* **ZADANIE 1**: Zapisz dokładnie z tekstu o budowie domu wszystko od słów „Z wizytą u Jowisza” aż po słowa „cywilizacji. Dom. Wytchnienie.”.

* **PODANY FRAGMENT**:
-------------------------

Translate

piątek, 15 czerwca 2012

Z wizytą u Jowisza


Dom swój  budowałam blisko 20 lat. Kosztował mnie wiele wysiłku, wyrzeczeń a nawet poświęceń. Nie był  moim celem, realizowałam raczej marzenie  męża. Przechodził wiele etapów, wymagał trudnych decyzji, sprawiał, że często brakowało nam pieniędzy na zaspokojenie najbardziej podstawowych potrzeb, czasem wiatr hulał po pokojach bez okien lub dach przeciekał, ale ostatecznie udało się nam go zbudować. Jest obrazem naszego małżeństwa i rodziny, budowanej  z wysiłkiem cegła po cegle, wbrew dzisiejszym tendencjom, które w przypadku problemów i trudności skłaniają do rozstań i szukania łatwiejszych dróg. Trochę na wyrost w stosunku do potrzeb, niezbyt dokładnie wykończony i umeblowany, ale położony w pięknym ogrodzie na skraju lasu w bezpiecznej odległości od dróg, innych zabudowań i ogólnie cywilizacji. Dom. Wytchnienie.

-------------------------

* **DANE DO ĆWICZENIA**:
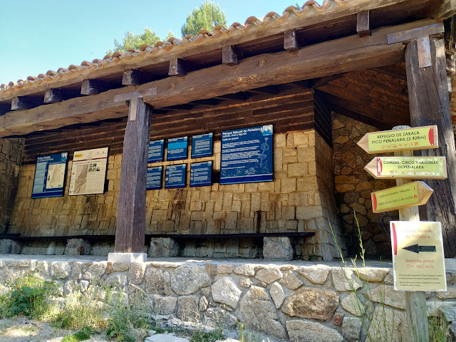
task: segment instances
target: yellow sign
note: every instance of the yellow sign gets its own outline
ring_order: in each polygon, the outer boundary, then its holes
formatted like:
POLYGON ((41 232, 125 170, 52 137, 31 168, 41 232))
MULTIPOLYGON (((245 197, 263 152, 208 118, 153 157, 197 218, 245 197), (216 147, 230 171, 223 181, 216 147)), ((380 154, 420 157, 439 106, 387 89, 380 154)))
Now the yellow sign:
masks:
POLYGON ((447 178, 445 157, 375 157, 364 167, 374 178, 447 178))
POLYGON ((358 145, 368 153, 439 147, 436 125, 373 132, 366 134, 358 145))
POLYGON ((394 289, 446 291, 440 222, 391 221, 394 289))
POLYGON ((434 190, 423 182, 413 182, 370 194, 372 211, 384 212, 424 204, 434 190))

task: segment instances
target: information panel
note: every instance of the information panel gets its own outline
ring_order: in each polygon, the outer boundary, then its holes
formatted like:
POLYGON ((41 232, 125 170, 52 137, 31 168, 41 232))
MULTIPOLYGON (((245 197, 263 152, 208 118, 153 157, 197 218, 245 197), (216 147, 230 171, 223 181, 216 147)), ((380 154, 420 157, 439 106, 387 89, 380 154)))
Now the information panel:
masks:
POLYGON ((391 221, 394 289, 446 291, 440 222, 391 221))
POLYGON ((163 145, 165 140, 154 140, 149 142, 149 152, 147 154, 147 162, 163 161, 163 145))
POLYGON ((201 134, 192 137, 192 157, 210 157, 212 155, 212 133, 201 134))
POLYGON ((107 165, 108 147, 76 151, 68 195, 103 194, 107 165))
POLYGON ((222 132, 220 184, 274 180, 273 144, 272 125, 222 132))
POLYGON ((190 187, 212 185, 212 162, 194 162, 190 165, 190 187))
POLYGON ((168 139, 167 160, 187 159, 187 137, 168 139))
POLYGON ((68 152, 64 152, 36 159, 31 198, 63 196, 68 157, 68 152))
POLYGON ((165 188, 185 187, 186 171, 187 164, 167 165, 165 177, 165 188))

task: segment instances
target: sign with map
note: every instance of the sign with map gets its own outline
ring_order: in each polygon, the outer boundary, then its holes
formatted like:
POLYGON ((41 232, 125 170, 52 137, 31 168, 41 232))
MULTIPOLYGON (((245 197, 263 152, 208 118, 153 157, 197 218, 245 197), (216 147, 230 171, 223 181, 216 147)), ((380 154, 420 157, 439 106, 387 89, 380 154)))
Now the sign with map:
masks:
POLYGON ((64 152, 36 159, 31 198, 63 196, 68 157, 68 152, 64 152))
POLYGON ((103 194, 107 165, 108 147, 76 151, 68 195, 103 194))
POLYGON ((222 132, 220 184, 274 180, 272 125, 222 132))

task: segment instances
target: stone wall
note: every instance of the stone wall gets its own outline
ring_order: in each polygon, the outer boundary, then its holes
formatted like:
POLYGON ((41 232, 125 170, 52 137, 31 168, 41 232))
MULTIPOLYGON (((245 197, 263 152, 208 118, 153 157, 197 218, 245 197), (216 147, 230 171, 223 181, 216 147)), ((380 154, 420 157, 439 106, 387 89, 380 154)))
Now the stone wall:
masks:
POLYGON ((23 138, 0 139, 0 234, 9 228, 23 152, 23 138))
MULTIPOLYGON (((381 341, 399 341, 407 336, 405 292, 394 291, 388 268, 358 269, 356 277, 351 269, 303 261, 123 264, 0 258, 4 284, 33 272, 61 281, 61 295, 95 286, 115 288, 113 294, 124 291, 130 305, 141 304, 157 317, 173 318, 175 325, 191 322, 234 331, 239 321, 273 341, 363 341, 368 333, 372 341, 382 336, 381 341)), ((427 293, 428 314, 454 310, 456 273, 448 271, 447 282, 446 292, 427 293)))
MULTIPOLYGON (((191 144, 189 143, 189 147, 191 144)), ((189 155, 190 155, 189 152, 189 155)), ((220 170, 220 141, 209 157, 163 162, 150 166, 187 164, 187 187, 147 192, 146 234, 230 234, 313 232, 294 242, 299 259, 332 259, 330 224, 345 251, 333 196, 331 147, 314 130, 274 135, 274 181, 190 187, 190 163, 212 160, 213 177, 220 170)), ((106 191, 63 197, 31 199, 34 165, 21 172, 11 232, 23 236, 114 234, 122 155, 108 158, 106 191)), ((71 170, 72 162, 68 162, 71 170)), ((146 243, 148 243, 147 242, 146 243)), ((181 246, 181 255, 261 256, 252 239, 224 243, 204 241, 181 246), (252 252, 253 251, 253 252, 252 252)))
MULTIPOLYGON (((399 219, 398 211, 374 214, 370 193, 395 186, 394 180, 375 180, 364 167, 375 157, 358 146, 367 133, 381 130, 346 116, 333 114, 334 182, 339 203, 344 237, 351 254, 359 250, 358 228, 353 211, 361 229, 363 247, 370 256, 390 259, 389 223, 399 219)), ((383 153, 382 155, 391 155, 383 153)))

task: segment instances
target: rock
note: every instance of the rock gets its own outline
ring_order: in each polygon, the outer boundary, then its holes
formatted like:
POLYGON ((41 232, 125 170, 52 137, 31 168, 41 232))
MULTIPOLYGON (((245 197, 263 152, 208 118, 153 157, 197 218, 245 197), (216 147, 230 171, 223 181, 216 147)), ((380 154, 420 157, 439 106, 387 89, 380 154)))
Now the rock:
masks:
POLYGON ((296 271, 311 283, 322 285, 326 281, 331 267, 326 265, 313 265, 299 267, 296 271))
POLYGON ((237 319, 222 308, 209 308, 204 312, 204 323, 207 326, 218 328, 236 328, 237 319))
POLYGON ((51 276, 57 279, 65 279, 68 277, 71 269, 67 261, 52 261, 51 263, 51 276))
POLYGON ((376 267, 361 267, 356 269, 359 279, 370 283, 378 283, 383 281, 389 272, 388 269, 376 267))
POLYGON ((138 284, 142 281, 146 264, 145 262, 133 262, 128 269, 128 281, 138 284))
POLYGON ((144 342, 190 342, 187 338, 177 337, 172 333, 156 333, 147 337, 144 342))
POLYGON ((176 297, 165 297, 156 294, 154 296, 154 311, 157 315, 170 315, 174 314, 177 299, 176 297))
POLYGON ((155 267, 148 266, 145 270, 145 291, 169 296, 172 294, 170 273, 155 267))
POLYGON ((331 274, 333 276, 334 288, 338 291, 353 291, 363 286, 362 282, 356 279, 351 269, 334 268, 331 274))
POLYGON ((234 267, 234 273, 241 276, 252 276, 255 275, 255 265, 244 264, 234 267))
POLYGON ((279 338, 286 338, 285 328, 279 321, 275 306, 264 289, 251 286, 239 304, 238 318, 252 329, 279 338))
POLYGON ((256 272, 255 278, 260 281, 264 281, 266 284, 271 284, 276 280, 279 280, 282 277, 282 272, 277 267, 272 266, 264 266, 261 269, 256 272))
POLYGON ((200 323, 200 299, 196 296, 182 296, 177 299, 177 318, 185 322, 200 323))
POLYGON ((236 309, 242 291, 229 276, 224 276, 215 281, 211 286, 214 301, 227 304, 236 309))
POLYGON ((405 292, 395 291, 391 285, 379 285, 373 290, 366 291, 366 296, 375 303, 405 309, 405 292))
POLYGON ((282 289, 281 285, 277 282, 273 283, 269 289, 269 294, 271 294, 271 297, 272 297, 276 308, 280 308, 286 297, 284 293, 284 289, 282 289))
POLYGON ((402 341, 408 336, 404 313, 398 310, 393 313, 387 306, 376 306, 368 336, 372 341, 402 341))
POLYGON ((180 266, 171 274, 171 288, 179 295, 195 294, 210 284, 209 274, 197 266, 180 266))
POLYGON ((285 299, 282 311, 289 316, 328 321, 339 304, 333 291, 302 288, 285 299))
POLYGON ((263 238, 263 257, 264 259, 280 259, 291 260, 293 247, 289 237, 276 237, 263 238))
POLYGON ((291 342, 343 342, 343 337, 337 331, 321 323, 288 321, 286 330, 291 342))
POLYGON ((280 283, 285 285, 290 290, 296 290, 302 285, 302 281, 294 275, 291 271, 289 271, 284 274, 284 277, 280 279, 280 283))
POLYGON ((366 311, 366 307, 356 294, 351 293, 341 301, 341 306, 352 315, 361 317, 366 311))
POLYGON ((348 342, 359 341, 363 322, 360 318, 346 317, 342 323, 342 335, 348 342))

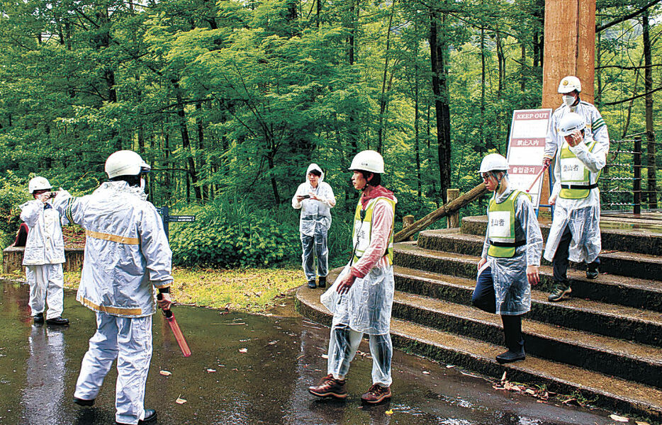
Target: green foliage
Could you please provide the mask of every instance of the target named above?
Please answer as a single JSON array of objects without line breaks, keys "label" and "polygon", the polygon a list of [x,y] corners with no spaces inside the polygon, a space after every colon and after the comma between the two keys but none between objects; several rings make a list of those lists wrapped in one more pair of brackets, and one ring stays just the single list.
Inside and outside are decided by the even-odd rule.
[{"label": "green foliage", "polygon": [[197,215],[195,222],[172,225],[176,265],[264,267],[291,261],[301,251],[298,228],[291,220],[254,210],[240,200],[217,201]]}]

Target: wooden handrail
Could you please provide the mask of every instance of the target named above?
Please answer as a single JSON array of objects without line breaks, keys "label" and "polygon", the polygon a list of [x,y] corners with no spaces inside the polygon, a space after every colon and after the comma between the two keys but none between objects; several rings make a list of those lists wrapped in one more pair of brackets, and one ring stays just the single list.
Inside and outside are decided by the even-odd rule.
[{"label": "wooden handrail", "polygon": [[408,240],[410,236],[417,232],[420,232],[439,219],[457,211],[481,195],[487,192],[487,190],[485,183],[481,183],[466,193],[461,195],[457,199],[442,205],[423,218],[415,222],[412,225],[403,229],[393,236],[393,241],[395,242],[401,242]]}]

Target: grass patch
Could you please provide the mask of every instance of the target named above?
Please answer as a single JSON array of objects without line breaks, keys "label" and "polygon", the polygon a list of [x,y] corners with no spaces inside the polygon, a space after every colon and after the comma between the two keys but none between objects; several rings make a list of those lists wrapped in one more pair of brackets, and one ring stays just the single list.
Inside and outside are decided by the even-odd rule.
[{"label": "grass patch", "polygon": [[[171,288],[176,302],[199,307],[261,312],[281,295],[305,283],[303,271],[284,268],[173,268]],[[65,272],[64,287],[78,288],[80,272]]]}]

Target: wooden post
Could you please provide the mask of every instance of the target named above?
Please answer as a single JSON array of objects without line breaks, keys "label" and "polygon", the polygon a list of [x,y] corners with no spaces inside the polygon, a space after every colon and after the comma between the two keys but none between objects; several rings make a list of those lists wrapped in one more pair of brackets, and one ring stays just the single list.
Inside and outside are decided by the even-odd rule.
[{"label": "wooden post", "polygon": [[[545,1],[545,45],[542,107],[561,106],[559,82],[566,75],[581,81],[582,100],[593,102],[595,59],[595,0]],[[540,203],[547,203],[549,178],[543,180]]]},{"label": "wooden post", "polygon": [[[447,202],[455,200],[459,196],[459,189],[446,189],[446,200]],[[460,227],[460,213],[458,211],[446,218],[446,226],[449,229]]]},{"label": "wooden post", "polygon": [[487,192],[487,190],[488,189],[486,187],[485,183],[481,183],[469,192],[464,193],[455,200],[442,205],[439,209],[432,211],[423,218],[408,227],[406,229],[403,229],[394,234],[393,242],[401,242],[403,241],[409,240],[409,237],[413,236],[417,232],[422,230],[439,219],[446,217],[449,214],[455,212],[481,195],[483,195]]}]

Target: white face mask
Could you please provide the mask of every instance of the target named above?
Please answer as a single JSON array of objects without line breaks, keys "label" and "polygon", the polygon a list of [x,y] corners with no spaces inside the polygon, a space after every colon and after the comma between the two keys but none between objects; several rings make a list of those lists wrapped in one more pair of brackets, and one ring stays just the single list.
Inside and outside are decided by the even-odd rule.
[{"label": "white face mask", "polygon": [[575,103],[575,96],[571,94],[564,94],[562,97],[563,98],[563,103],[567,106],[572,106],[573,103]]}]

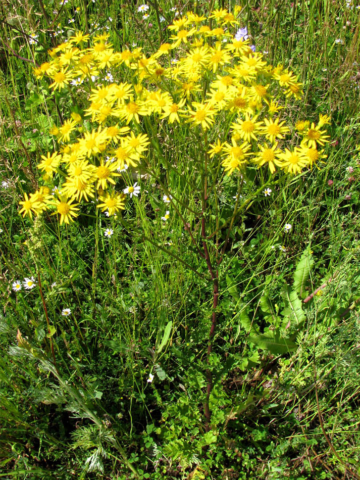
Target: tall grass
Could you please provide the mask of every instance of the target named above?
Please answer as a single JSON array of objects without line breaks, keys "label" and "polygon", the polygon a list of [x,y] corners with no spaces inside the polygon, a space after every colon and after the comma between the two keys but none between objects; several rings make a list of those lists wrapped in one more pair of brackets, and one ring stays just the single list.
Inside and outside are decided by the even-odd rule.
[{"label": "tall grass", "polygon": [[[320,168],[284,182],[266,204],[254,202],[234,225],[210,355],[206,264],[175,212],[160,220],[169,185],[197,211],[198,186],[187,170],[196,136],[180,131],[162,144],[166,161],[192,182],[189,197],[171,169],[156,178],[140,171],[124,181],[137,181],[146,194],[117,219],[94,216],[89,207],[65,228],[54,217],[33,224],[18,214],[23,192],[37,186],[40,155],[54,149],[48,129],[69,105],[36,80],[33,67],[73,26],[92,35],[94,23],[109,27],[114,49],[136,43],[150,54],[169,37],[172,7],[208,13],[205,5],[149,5],[148,19],[130,2],[0,6],[0,475],[358,478],[359,11],[353,3],[241,5],[240,26],[256,50],[303,82],[290,121],[330,113],[331,141]],[[217,193],[226,211],[237,185],[225,181]],[[301,274],[299,307],[287,295]],[[12,291],[13,281],[32,276],[35,289]],[[295,346],[289,340],[283,352],[269,352],[262,335],[286,327],[292,305],[305,317],[291,338]],[[62,315],[68,308],[71,315]],[[214,377],[210,428],[207,369]]]}]

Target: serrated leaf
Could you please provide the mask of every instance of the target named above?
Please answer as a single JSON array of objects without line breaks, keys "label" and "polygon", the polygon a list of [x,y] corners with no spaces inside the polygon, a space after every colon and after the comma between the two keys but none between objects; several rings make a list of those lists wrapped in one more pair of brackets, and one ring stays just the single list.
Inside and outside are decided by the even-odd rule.
[{"label": "serrated leaf", "polygon": [[277,325],[279,323],[279,317],[276,315],[270,300],[266,293],[264,293],[260,299],[260,307],[264,313],[267,314],[268,317],[271,317],[272,323]]},{"label": "serrated leaf", "polygon": [[310,270],[313,264],[314,259],[311,256],[310,249],[307,248],[302,253],[294,274],[293,287],[300,298],[305,298],[306,297],[305,287],[310,276]]},{"label": "serrated leaf", "polygon": [[242,327],[247,333],[249,333],[250,332],[255,333],[256,331],[252,326],[252,322],[251,321],[248,315],[247,314],[246,307],[244,304],[242,304],[240,306],[240,312],[238,314],[238,315],[239,325],[237,328],[236,338],[237,338],[238,335],[240,333],[240,327]]},{"label": "serrated leaf", "polygon": [[291,290],[288,285],[285,285],[282,292],[285,307],[281,312],[284,317],[283,326],[284,329],[290,325],[299,326],[306,319],[302,310],[301,301],[294,290]]},{"label": "serrated leaf", "polygon": [[267,334],[248,337],[248,340],[275,355],[281,355],[296,350],[298,346],[288,339],[280,337],[278,332],[274,333],[272,331]]},{"label": "serrated leaf", "polygon": [[52,337],[55,333],[56,331],[56,328],[54,326],[54,325],[49,325],[48,326],[48,332],[46,334],[46,337],[48,339],[50,339]]},{"label": "serrated leaf", "polygon": [[170,336],[170,333],[171,333],[171,329],[172,328],[172,327],[173,322],[171,320],[170,320],[170,322],[168,322],[166,326],[165,327],[165,329],[164,330],[163,340],[161,341],[161,343],[157,349],[157,353],[160,353],[167,343],[168,340],[169,340],[169,338]]},{"label": "serrated leaf", "polygon": [[228,286],[229,293],[231,295],[234,300],[237,302],[240,298],[240,296],[237,291],[236,283],[234,279],[231,277],[230,275],[226,275],[226,284]]}]

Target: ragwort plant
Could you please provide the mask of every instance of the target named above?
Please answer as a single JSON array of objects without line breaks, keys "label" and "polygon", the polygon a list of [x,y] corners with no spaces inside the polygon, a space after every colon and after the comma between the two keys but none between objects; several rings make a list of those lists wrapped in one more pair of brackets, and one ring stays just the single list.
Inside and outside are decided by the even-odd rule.
[{"label": "ragwort plant", "polygon": [[[37,165],[41,185],[25,194],[19,211],[30,218],[57,215],[65,226],[82,212],[95,217],[101,211],[141,232],[122,211],[139,195],[138,182],[160,186],[166,209],[158,221],[166,226],[179,219],[213,285],[200,409],[207,434],[218,421],[212,417],[212,351],[230,239],[251,206],[261,209],[294,175],[321,166],[330,120],[320,115],[316,124],[305,119],[290,124],[286,107],[302,93],[296,75],[267,64],[233,14],[220,9],[209,19],[189,12],[174,20],[169,42],[150,55],[141,48],[116,52],[108,34],[90,39],[81,31],[49,52],[51,60],[34,74],[48,79],[58,99],[71,99],[71,114],[51,128],[54,150]],[[229,183],[236,189],[231,209],[222,196]],[[174,246],[144,237],[186,263]],[[55,357],[54,363],[48,370],[57,376]],[[212,441],[208,435],[201,446]]]}]

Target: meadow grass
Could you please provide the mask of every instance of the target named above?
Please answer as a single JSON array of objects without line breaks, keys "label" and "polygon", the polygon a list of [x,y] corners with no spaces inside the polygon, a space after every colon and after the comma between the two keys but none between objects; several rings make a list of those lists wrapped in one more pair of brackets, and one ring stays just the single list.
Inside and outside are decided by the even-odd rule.
[{"label": "meadow grass", "polygon": [[[267,61],[298,75],[304,93],[286,101],[287,124],[331,116],[323,163],[272,180],[249,169],[245,184],[222,175],[217,213],[201,214],[199,130],[169,135],[144,117],[147,163],[121,180],[141,194],[117,218],[90,203],[69,225],[19,214],[41,156],[57,149],[49,129],[88,105],[85,89],[54,93],[34,76],[47,50],[75,30],[105,30],[115,51],[150,55],[189,10],[238,5],[210,3],[0,7],[0,476],[360,476],[355,3],[246,2],[230,29],[246,26]],[[251,200],[231,223],[240,194]],[[224,259],[215,306],[207,248],[213,264]],[[32,276],[33,289],[13,290]]]}]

-------------------------

* **ZADANIE 2**: Zwróć wszystkie wiersze, w których występuje słowo „information”.

* **PEŁNY WYNIK 1**:
Z wizytą u Jowisza


Dom swój  budowałam blisko 20 lat. Kosztował mnie wiele wysiłku, wyrzeczeń a nawet poświęceń. Nie był  moim celem, realizowałam raczej marzenie  męża. Przechodził wiele etapów, wymagał trudnych decyzji, sprawiał, że często brakowało nam pieniędzy na zaspokojenie najbardziej podstawowych potrzeb, czasem wiatr hulał po pokojach bez okien lub dach przeciekał, ale ostatecznie udało się nam go zbudować. Jest obrazem naszego małżeństwa i rodziny, budowanej  z wysiłkiem cegła po cegle, wbrew dzisiejszym tendencjom, które w przypadku problemów i trudności skłaniają do rozstań i szukania łatwiejszych dróg. Trochę na wyrost w stosunku do potrzeb, niezbyt dokładnie wykończony i umeblowany, ale położony w pięknym ogrodzie na skraju lasu w bezpiecznej odległości od dróg, innych zabudowań i ogólnie cywilizacji. Dom. Wytchnienie.

* **PEŁNY WYNIK 2**:
target: information panel
note: every instance of the information panel gets its own outline
Now the information panel:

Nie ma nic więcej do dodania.